**Quoted text**
------------------------

Is $f(x) = \log (1 +x^2) $ uniformly continious on $\mathbb{R}$? Yes/No.
My attempt : yes
Let $\Delta y:=x-y$, so that $x=y+\Delta y$. Then $$ \frac{1+x^2}{1+y^2}=\frac{1+y^2+2y\Delta y+(\Delta y)^2}{1+y^2}=1+\frac{2y\Delta y}{1+y^2}+\frac{(\Delta y)^2}{1+y^2}. $$ From here, we can note that for all $y\in\mathbb{R}$, $$ \left\lvert\frac{2y}{1+y^2}\right\rvert\leq 1\qquad\text{and}\qquad\left\lvert\frac{1}{1+y^2}\right\rvert\leq 1. $$
(The second inequality is immediate; for the first try considering $\lvert y\rvert\leq 1$ and $\lvert y\rvert>1$ as separate cases.

------------------------

**Listing**
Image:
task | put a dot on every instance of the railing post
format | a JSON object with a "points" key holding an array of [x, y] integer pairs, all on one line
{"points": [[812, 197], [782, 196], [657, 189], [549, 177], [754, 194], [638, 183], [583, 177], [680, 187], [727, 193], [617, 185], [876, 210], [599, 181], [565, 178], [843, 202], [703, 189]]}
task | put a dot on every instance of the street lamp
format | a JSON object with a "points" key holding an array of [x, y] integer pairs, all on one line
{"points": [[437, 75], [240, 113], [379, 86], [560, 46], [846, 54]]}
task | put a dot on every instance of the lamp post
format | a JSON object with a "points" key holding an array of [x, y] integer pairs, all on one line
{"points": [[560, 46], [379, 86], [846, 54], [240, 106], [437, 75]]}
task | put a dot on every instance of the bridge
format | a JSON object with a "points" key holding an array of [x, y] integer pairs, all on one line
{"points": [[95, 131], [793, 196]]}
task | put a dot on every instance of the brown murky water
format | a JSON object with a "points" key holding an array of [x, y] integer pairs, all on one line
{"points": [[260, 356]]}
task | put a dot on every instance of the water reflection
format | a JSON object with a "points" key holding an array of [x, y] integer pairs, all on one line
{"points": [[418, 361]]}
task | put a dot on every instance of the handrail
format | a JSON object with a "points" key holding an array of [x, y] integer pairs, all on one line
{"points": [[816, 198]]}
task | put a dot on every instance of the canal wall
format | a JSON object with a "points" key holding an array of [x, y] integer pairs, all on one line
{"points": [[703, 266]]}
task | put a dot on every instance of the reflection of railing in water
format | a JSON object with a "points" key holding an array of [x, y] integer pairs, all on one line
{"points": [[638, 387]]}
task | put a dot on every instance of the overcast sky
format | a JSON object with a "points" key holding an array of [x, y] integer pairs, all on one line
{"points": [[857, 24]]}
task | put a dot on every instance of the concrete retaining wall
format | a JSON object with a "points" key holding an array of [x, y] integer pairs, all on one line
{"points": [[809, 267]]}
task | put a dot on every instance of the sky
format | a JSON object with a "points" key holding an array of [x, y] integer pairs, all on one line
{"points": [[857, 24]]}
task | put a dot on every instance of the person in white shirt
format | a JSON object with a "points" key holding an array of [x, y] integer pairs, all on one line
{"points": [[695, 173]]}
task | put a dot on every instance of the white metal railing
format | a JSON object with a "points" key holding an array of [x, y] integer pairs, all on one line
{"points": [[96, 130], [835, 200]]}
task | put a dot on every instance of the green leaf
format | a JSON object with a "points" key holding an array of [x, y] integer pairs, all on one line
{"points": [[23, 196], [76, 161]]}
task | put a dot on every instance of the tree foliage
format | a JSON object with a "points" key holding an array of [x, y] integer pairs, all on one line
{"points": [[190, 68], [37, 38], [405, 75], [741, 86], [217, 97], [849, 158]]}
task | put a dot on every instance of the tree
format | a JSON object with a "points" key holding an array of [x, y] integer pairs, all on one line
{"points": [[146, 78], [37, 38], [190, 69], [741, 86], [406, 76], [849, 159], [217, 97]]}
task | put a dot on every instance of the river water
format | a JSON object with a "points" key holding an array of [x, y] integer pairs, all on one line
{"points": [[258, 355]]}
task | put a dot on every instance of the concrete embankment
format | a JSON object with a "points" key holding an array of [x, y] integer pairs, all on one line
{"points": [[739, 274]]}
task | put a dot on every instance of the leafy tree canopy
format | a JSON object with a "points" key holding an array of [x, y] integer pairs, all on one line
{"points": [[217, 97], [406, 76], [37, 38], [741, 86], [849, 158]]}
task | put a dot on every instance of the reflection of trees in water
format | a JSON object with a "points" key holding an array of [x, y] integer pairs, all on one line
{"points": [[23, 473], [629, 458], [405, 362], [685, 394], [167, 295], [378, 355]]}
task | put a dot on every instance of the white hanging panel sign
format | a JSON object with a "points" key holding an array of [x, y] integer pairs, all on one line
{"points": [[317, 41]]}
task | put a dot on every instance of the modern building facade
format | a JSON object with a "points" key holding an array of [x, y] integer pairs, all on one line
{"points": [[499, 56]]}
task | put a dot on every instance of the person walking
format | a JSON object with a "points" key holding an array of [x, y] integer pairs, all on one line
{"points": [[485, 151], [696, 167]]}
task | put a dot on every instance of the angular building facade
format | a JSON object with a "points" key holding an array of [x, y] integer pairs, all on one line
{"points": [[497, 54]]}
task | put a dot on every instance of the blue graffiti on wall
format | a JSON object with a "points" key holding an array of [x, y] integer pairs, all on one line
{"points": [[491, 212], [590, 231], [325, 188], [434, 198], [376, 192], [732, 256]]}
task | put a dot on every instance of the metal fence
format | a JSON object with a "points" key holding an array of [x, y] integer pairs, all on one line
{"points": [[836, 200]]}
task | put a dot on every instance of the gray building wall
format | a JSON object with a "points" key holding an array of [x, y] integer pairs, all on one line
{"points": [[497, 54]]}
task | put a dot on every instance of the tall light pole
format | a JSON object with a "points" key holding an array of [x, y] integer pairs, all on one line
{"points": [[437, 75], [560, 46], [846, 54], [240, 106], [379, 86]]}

------------------------

**Requirement A**
Reproduce the passage of the uniform continuity post beginning with the words containing "My attempt : yes" and ending with "as separate cases.".
**Requirement B**
In the uniform continuity post, list every term that is added together in the rightmost expression of the displayed equation for (1+x^2)/(1+y^2).
**Requirement C**
Render this sentence from the uniform continuity post in French: "Let $\Delta y:=x-y$, so that $x=y+\Delta y$."
The records above are separate material and have no connection to the uniform continuity post.

**Finished answer A**
My attempt : yes
Let $\Delta y:=x-y$, so that $x=y+\Delta y$. Then $$ \frac{1+x^2}{1+y^2}=\frac{1+y^2+2y\Delta y+(\Delta y)^2}{1+y^2}=1+\frac{2y\Delta y}{1+y^2}+\frac{(\Delta y)^2}{1+y^2}. $$ From here, we can note that for all $y\in\mathbb{R}$, $$ \left\lvert\frac{2y}{1+y^2}\right\rvert\leq 1\qquad\text{and}\qquad\left\lvert\frac{1}{1+y^2}\right\rvert\leq 1. $$
(The second inequality is immediate; for the first try considering $\lvert y\rvert\leq 1$ and $\lvert y\rvert>1$ as separate cases.

**Finished answer B**
$1$
$\frac{2y\Delta y}{1+y^2}$
$\frac{(\Delta y)^2}{1+y^2}$

**Finished answer C**
Posons $\Delta y:=x-y$, de sorte que $x=y+\Delta y$.